#### Work required:
Please repeat each of the rows below verbatim, from the first to the last.

#### Records for processing:
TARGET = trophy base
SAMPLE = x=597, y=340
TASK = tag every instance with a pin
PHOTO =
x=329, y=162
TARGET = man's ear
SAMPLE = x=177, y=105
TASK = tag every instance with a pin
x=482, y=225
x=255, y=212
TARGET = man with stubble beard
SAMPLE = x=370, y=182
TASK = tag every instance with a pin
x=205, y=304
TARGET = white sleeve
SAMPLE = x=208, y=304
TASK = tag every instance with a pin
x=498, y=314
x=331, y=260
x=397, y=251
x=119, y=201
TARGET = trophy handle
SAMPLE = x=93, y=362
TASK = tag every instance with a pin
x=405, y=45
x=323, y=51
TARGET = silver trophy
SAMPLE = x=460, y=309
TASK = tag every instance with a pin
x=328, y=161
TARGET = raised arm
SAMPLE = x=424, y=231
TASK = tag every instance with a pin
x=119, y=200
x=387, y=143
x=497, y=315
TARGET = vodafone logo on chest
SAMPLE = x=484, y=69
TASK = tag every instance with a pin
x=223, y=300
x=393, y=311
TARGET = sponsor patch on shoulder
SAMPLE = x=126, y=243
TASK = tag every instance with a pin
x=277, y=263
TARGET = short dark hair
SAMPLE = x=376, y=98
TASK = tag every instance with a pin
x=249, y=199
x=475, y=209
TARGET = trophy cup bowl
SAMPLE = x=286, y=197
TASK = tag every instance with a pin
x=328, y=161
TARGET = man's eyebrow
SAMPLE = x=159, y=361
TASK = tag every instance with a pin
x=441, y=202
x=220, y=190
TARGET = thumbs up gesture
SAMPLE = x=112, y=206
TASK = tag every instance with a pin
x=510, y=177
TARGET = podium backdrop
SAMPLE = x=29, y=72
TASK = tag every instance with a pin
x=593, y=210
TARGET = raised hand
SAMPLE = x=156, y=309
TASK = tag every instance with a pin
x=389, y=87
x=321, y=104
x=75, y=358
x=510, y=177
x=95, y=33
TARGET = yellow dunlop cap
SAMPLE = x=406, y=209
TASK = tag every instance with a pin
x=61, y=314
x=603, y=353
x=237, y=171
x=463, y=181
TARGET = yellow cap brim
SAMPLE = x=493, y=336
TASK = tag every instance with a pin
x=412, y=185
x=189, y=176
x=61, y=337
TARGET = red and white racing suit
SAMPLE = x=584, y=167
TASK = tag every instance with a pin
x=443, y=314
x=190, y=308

#### Answer:
TARGET = trophy base
SAMPLE = x=597, y=340
TASK = tag every instance with a pin
PHOTO =
x=329, y=162
TARGET = man's ear
SAMPLE = x=177, y=105
TASK = tag every instance with a pin
x=482, y=225
x=255, y=212
TARGET = man with stubble beard
SAMPLE = x=370, y=182
TASK = tag every instance with a pin
x=205, y=304
TARGET = white sleeve
SAMPLE = x=208, y=304
TASK = tag every instance with a pin
x=498, y=314
x=331, y=260
x=397, y=251
x=119, y=201
TARGET = trophy handle
SAMPLE = x=93, y=362
TASK = tag every instance with a pin
x=405, y=45
x=323, y=51
TARGET = silver trophy
SAMPLE = x=460, y=309
TASK = tag every instance with a pin
x=328, y=161
TARGET = raised arm
SAMPLE = x=424, y=231
TASK = tag every instance with a pin
x=119, y=200
x=387, y=143
x=497, y=315
TARGET = vodafone logo on chest
SAMPLE = x=484, y=69
TASK = tag every instance with a pin
x=223, y=300
x=393, y=311
TARGET = sponsor patch on shoulder
SAMPLE = x=126, y=243
TASK = tag every instance with a pin
x=277, y=263
TARGET = short dark hair
SAMPLE = x=376, y=98
TASK = tag every instance with a pin
x=249, y=199
x=475, y=209
TARGET = trophy cup bowl
SAMPLE = x=286, y=197
TASK = tag every instance with a pin
x=328, y=161
TARGET = man's eyebrow
SAMPLE = x=159, y=361
TASK = tag every instance with a pin
x=441, y=202
x=220, y=190
TARGET = thumbs up gesture
SAMPLE = x=112, y=206
TASK = tag every instance with a pin
x=510, y=177
TARGET = podium backdrop
SAMPLE = x=29, y=72
TASK = tag every instance with a pin
x=593, y=210
TARGET = raised hand
SAMPLE = x=156, y=309
TASK = tag every instance with a pin
x=389, y=87
x=321, y=104
x=75, y=358
x=510, y=177
x=95, y=33
TARGET = yellow dunlop cap
SAMPLE = x=406, y=209
TASK = tag every instance with a pin
x=61, y=314
x=603, y=353
x=237, y=171
x=463, y=181
TARGET = yellow cap brim
SAMPLE = x=493, y=336
TASK = tag every instance with a pin
x=412, y=185
x=189, y=176
x=61, y=337
TARGET = red and white racing suit
SAMPLE = x=584, y=167
TASK = tag every instance with a pin
x=443, y=314
x=190, y=308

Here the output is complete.